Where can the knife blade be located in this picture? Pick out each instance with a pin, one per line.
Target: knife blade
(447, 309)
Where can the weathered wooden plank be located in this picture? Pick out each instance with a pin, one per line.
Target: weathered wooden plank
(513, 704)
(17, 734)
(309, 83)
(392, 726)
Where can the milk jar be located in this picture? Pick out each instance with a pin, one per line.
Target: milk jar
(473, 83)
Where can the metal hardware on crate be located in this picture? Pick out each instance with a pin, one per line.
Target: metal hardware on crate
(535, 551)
* * *
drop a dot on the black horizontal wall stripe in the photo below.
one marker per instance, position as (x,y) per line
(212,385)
* * *
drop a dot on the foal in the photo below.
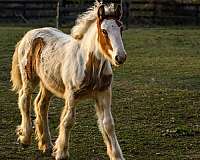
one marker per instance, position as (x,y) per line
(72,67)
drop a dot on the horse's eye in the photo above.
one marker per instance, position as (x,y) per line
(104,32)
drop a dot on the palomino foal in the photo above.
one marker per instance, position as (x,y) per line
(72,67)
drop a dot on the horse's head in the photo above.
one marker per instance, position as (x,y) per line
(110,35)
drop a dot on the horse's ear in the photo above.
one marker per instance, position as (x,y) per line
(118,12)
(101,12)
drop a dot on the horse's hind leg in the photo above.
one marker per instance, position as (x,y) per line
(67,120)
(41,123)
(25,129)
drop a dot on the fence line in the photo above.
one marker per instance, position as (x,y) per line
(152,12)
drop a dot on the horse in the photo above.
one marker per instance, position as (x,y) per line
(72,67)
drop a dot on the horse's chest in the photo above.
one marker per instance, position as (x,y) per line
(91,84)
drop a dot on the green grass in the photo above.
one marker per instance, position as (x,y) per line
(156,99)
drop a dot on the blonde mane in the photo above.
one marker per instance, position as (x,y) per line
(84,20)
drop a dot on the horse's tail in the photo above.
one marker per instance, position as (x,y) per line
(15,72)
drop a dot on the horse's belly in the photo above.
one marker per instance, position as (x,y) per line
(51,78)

### What is asked
List each line in the records above that contains the string "weathered", copying each line in full. The match is case-sensitive.

### Answer to the problem
Where can the weathered wooden plank be located in this picture? Pick out each instance with a pin, one per line.
Target: weathered wooden plank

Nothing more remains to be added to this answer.